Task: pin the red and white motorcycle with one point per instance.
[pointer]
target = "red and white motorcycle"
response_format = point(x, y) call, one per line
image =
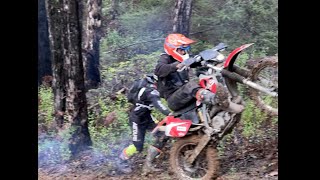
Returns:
point(199, 127)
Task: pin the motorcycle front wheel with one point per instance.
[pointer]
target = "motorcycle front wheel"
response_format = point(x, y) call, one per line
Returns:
point(205, 167)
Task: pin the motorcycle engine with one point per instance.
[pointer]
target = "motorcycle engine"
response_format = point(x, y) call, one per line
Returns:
point(219, 121)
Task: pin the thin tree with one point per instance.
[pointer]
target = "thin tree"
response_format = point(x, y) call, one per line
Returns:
point(64, 20)
point(182, 16)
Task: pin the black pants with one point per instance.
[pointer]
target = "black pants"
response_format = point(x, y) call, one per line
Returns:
point(139, 125)
point(184, 96)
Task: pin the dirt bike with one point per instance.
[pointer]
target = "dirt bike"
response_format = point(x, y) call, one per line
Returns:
point(199, 127)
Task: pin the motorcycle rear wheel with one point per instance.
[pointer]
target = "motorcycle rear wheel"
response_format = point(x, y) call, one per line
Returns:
point(205, 167)
point(265, 73)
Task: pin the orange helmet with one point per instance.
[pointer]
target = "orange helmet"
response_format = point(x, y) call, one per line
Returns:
point(175, 41)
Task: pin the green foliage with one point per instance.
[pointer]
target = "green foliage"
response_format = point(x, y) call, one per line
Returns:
point(45, 108)
point(251, 118)
point(106, 139)
point(55, 148)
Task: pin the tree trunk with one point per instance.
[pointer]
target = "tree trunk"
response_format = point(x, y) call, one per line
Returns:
point(114, 9)
point(91, 43)
point(182, 16)
point(44, 62)
point(68, 72)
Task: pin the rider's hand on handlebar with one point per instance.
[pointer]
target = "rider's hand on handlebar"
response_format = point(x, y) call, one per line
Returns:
point(180, 65)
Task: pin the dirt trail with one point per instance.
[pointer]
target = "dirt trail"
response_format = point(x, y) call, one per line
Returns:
point(252, 165)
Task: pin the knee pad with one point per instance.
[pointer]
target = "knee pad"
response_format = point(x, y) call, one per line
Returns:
point(138, 145)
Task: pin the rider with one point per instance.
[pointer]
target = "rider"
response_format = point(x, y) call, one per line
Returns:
point(175, 86)
point(140, 119)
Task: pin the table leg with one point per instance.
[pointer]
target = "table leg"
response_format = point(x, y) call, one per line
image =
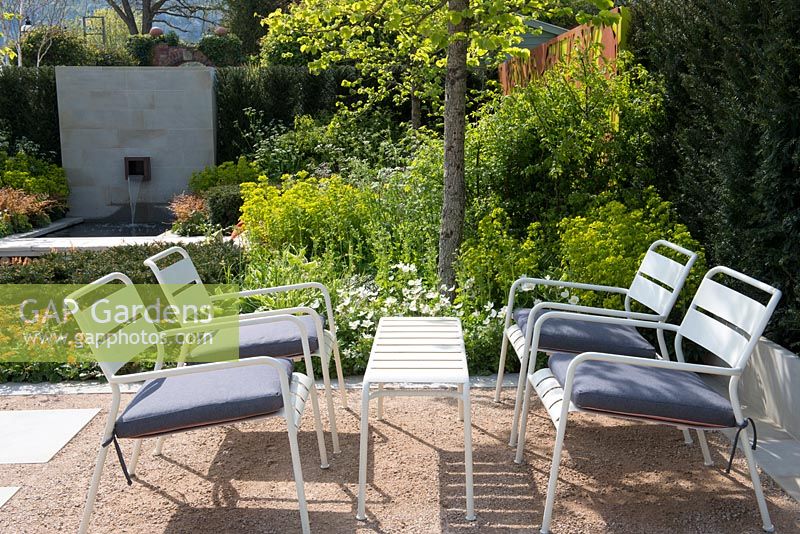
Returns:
point(460, 402)
point(468, 451)
point(362, 460)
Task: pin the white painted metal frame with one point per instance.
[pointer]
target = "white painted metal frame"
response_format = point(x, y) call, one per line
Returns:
point(295, 391)
point(183, 272)
point(417, 350)
point(652, 295)
point(732, 340)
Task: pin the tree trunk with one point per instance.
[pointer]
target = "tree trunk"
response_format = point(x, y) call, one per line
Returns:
point(125, 13)
point(454, 202)
point(416, 110)
point(147, 17)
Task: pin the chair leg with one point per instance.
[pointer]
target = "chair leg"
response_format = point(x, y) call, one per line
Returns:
point(298, 478)
point(701, 438)
point(339, 373)
point(379, 408)
point(326, 379)
point(523, 420)
point(137, 449)
point(521, 387)
point(323, 454)
point(93, 486)
point(744, 441)
point(361, 514)
point(460, 402)
point(553, 482)
point(159, 445)
point(501, 369)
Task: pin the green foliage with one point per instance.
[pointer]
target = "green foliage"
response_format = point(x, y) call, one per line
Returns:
point(547, 150)
point(351, 145)
point(606, 245)
point(247, 94)
point(33, 175)
point(224, 204)
point(243, 18)
point(228, 173)
point(29, 109)
point(140, 47)
point(492, 259)
point(730, 151)
point(222, 50)
point(58, 47)
point(397, 46)
point(217, 263)
point(316, 214)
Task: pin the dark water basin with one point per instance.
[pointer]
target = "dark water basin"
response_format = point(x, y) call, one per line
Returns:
point(106, 229)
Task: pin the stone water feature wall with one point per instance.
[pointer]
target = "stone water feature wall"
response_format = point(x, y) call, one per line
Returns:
point(108, 113)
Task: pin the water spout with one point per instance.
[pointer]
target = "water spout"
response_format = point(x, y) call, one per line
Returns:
point(134, 184)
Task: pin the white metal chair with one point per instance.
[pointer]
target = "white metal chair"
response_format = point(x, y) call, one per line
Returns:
point(180, 282)
point(186, 397)
point(723, 321)
point(656, 285)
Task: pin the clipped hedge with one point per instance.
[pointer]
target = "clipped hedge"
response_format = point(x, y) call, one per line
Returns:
point(29, 107)
point(217, 263)
point(277, 92)
point(729, 154)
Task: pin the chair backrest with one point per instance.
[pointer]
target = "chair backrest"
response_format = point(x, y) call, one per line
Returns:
point(114, 322)
point(724, 321)
point(659, 279)
point(179, 280)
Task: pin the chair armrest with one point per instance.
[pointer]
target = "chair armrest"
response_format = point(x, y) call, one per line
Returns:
point(199, 368)
point(589, 314)
point(647, 362)
point(559, 283)
point(565, 283)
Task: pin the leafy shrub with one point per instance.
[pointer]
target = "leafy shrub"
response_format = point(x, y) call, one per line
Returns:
point(29, 110)
point(65, 47)
point(493, 259)
point(316, 214)
point(228, 173)
point(224, 204)
point(21, 211)
point(140, 47)
point(222, 50)
point(278, 92)
point(191, 214)
point(352, 145)
point(217, 263)
point(606, 245)
point(548, 149)
point(730, 152)
point(33, 175)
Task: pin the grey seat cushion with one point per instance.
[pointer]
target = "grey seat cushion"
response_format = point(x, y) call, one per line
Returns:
point(565, 335)
point(665, 394)
point(200, 399)
point(279, 339)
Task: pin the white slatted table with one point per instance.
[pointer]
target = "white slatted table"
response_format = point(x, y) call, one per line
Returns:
point(423, 351)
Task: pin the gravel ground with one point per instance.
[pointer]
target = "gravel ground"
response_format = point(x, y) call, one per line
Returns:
point(616, 476)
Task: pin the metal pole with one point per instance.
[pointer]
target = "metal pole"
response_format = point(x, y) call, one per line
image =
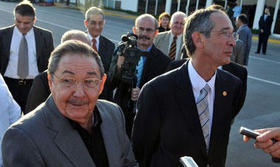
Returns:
point(156, 7)
point(179, 4)
point(146, 8)
point(196, 6)
point(187, 7)
point(275, 16)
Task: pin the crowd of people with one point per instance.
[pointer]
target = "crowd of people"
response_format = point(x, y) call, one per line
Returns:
point(78, 104)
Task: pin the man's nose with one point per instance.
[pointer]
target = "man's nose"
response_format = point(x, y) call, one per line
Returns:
point(79, 90)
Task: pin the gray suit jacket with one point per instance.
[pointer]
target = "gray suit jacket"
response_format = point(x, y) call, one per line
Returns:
point(161, 42)
point(44, 137)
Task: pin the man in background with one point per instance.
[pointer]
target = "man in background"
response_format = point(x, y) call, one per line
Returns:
point(24, 51)
point(265, 23)
point(152, 63)
point(245, 35)
point(186, 111)
point(10, 111)
point(94, 22)
point(40, 90)
point(170, 42)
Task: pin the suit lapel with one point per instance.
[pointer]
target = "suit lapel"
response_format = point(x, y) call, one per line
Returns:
point(185, 100)
point(67, 139)
point(38, 42)
point(108, 133)
point(219, 111)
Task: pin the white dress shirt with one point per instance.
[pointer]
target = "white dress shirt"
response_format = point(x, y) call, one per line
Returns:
point(178, 45)
point(97, 41)
point(9, 111)
point(198, 83)
point(33, 71)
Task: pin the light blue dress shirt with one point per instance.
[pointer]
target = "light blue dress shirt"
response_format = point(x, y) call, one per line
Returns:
point(9, 111)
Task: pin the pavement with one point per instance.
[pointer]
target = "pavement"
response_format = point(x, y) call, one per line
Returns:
point(123, 14)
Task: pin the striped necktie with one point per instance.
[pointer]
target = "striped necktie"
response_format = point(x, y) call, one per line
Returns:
point(203, 112)
point(172, 50)
point(23, 58)
point(94, 44)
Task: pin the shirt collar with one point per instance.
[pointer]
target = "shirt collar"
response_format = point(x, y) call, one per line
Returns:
point(96, 119)
point(146, 50)
point(197, 81)
point(30, 32)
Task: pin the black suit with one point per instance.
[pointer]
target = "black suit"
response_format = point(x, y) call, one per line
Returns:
point(264, 25)
point(167, 125)
point(44, 47)
point(156, 63)
point(106, 50)
point(38, 93)
point(233, 68)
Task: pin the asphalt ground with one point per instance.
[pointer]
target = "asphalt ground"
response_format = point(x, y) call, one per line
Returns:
point(262, 105)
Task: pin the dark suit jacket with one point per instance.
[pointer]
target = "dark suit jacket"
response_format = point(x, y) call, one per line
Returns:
point(38, 93)
point(156, 63)
point(265, 25)
point(47, 139)
point(43, 42)
point(233, 68)
point(106, 50)
point(167, 125)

What to produce ::
Take the line with "Task: pin the suit" and all lines after it to the last line, and reproduce them exactly.

Solution ::
Task: pin the suit lapel with one point per instance.
[pointer]
target = "suit lapel"
response_format = point(x, y) call, one per line
Returns:
point(185, 100)
point(67, 139)
point(38, 42)
point(108, 133)
point(219, 111)
Task: pin the white dress shirt with one point per instance.
[pointer]
target = "white dress shirt"
response_format = point(x, y) call, one per line
Returns:
point(178, 45)
point(97, 41)
point(9, 111)
point(198, 83)
point(33, 71)
Task: pin the light blue dress shirt with one point per instance.
[pointer]
target = "light blue dress shirt"
response_format = point(x, y) call, one per line
Returns:
point(9, 111)
Task: pin the pavement with one point per instance.
[pointer]
target = "pavement"
response_format = point(x, y) call, one per line
Returns:
point(123, 14)
Task: pin the striped necktie with one point per instance.
[pointer]
target = "striped necktie"
response_format = point(x, y) call, one per line
Returns:
point(203, 112)
point(172, 50)
point(23, 58)
point(94, 44)
Task: pin the shirt collar with one point per instance.
[pointer]
target = "shirt collar"
response_format = point(x, y) call, one per line
Returns:
point(96, 119)
point(146, 50)
point(197, 81)
point(30, 32)
Task: pin the black suit with one point per instance.
[pointer]
target = "black suit"
response_format = point(x, y) call, one per line
Returns:
point(264, 25)
point(167, 125)
point(44, 47)
point(156, 63)
point(106, 50)
point(38, 93)
point(233, 68)
Task: pin the asphalt ground with one point per instance.
[pointer]
target = "asphalt ground"
response_format = point(x, y) call, one per line
Returns:
point(262, 105)
Task: pin the dark suit jacket with one point per instance.
[pointer]
target = "dark suit jacket"
response_format = point(x, y) call, one per line
Returns:
point(38, 93)
point(156, 63)
point(265, 25)
point(47, 139)
point(43, 42)
point(233, 68)
point(106, 50)
point(167, 125)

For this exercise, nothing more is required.